- Set task
Output every line of the items below as a JSON array of strings, one string per line, skipping blank lines and omitting the pictures.

- Data extract
[start]

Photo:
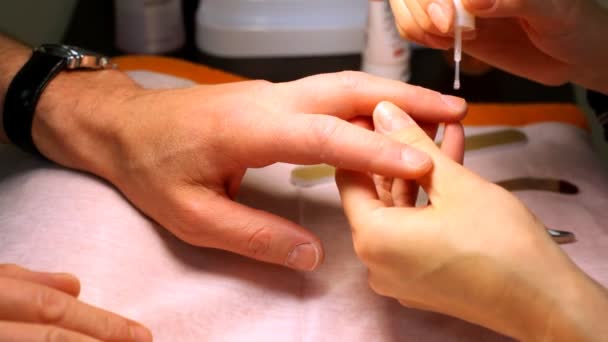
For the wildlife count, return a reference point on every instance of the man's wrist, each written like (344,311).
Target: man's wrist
(78,118)
(13,56)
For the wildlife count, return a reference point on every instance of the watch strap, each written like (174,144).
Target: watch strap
(22,97)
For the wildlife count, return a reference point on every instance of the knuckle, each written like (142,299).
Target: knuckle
(366,248)
(189,218)
(113,328)
(259,242)
(375,285)
(52,305)
(55,334)
(10,269)
(351,80)
(324,130)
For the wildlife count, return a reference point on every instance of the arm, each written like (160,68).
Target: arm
(476,252)
(179,155)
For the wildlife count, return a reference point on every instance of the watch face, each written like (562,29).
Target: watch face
(76,58)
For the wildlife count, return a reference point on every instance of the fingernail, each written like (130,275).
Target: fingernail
(304,257)
(140,334)
(455,102)
(392,120)
(415,159)
(480,4)
(438,17)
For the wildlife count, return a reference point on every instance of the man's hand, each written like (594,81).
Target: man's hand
(37,306)
(551,42)
(180,155)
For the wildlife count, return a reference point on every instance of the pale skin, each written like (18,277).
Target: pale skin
(452,257)
(552,42)
(180,155)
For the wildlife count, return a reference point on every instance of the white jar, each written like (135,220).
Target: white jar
(280,28)
(386,53)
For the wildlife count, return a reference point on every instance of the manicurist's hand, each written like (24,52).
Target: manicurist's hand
(37,306)
(547,41)
(180,155)
(475,252)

[end]

- Complete answer
[
  "Photo:",
  "For the wildlife count, return a reference point on every instance of the man's wrist, each written like (344,311).",
  "Target: man's wrist",
  "(78,118)",
  "(13,56)",
  "For the wildlife count, return a reference point on every instance of the watch strap, each written like (174,144).",
  "Target: watch strap",
  "(22,97)",
  "For the wildlife count, return a reference point on every instance of the knuckle, each written like (142,299).",
  "Target: knuckle",
  "(366,248)",
  "(189,218)",
  "(113,328)",
  "(259,242)",
  "(375,285)",
  "(52,305)",
  "(55,334)",
  "(10,269)",
  "(351,80)",
  "(324,130)",
  "For the wildlife count, return a reference point on every instance of the arm, each written like (160,68).",
  "Target: arm",
  "(476,252)",
  "(179,155)",
  "For the wildlife count, return a reference point on every instance of the watch face, each written like (562,29).",
  "Target: watch face",
  "(76,58)",
  "For the wildlife count, return a reference point on every instance of the fingernail, each written like (130,275).",
  "Target: fingernail",
  "(304,257)",
  "(140,334)",
  "(455,102)",
  "(392,120)",
  "(415,159)",
  "(480,4)",
  "(438,17)",
  "For the wildlife count, return a reference point on every instance of the man's hand, each written like (594,81).",
  "Target: man's hand",
  "(37,306)",
  "(551,42)",
  "(180,155)",
  "For the wildlife count, return a reference point on every instance of the pale skin, each written like (18,277).",
  "Target: pale skin",
  "(452,257)",
  "(552,42)",
  "(180,155)",
  "For the wildlife count, return a reference point on every instance of the white jar, each written like (135,220).",
  "Target: white jar",
  "(280,28)",
  "(386,53)",
  "For the wildlife count, return a reference point on every instance of the manicurist's hand, each written like (24,52).",
  "Target: manicurist's hand",
  "(37,306)",
  "(547,41)",
  "(180,155)",
  "(475,252)"
]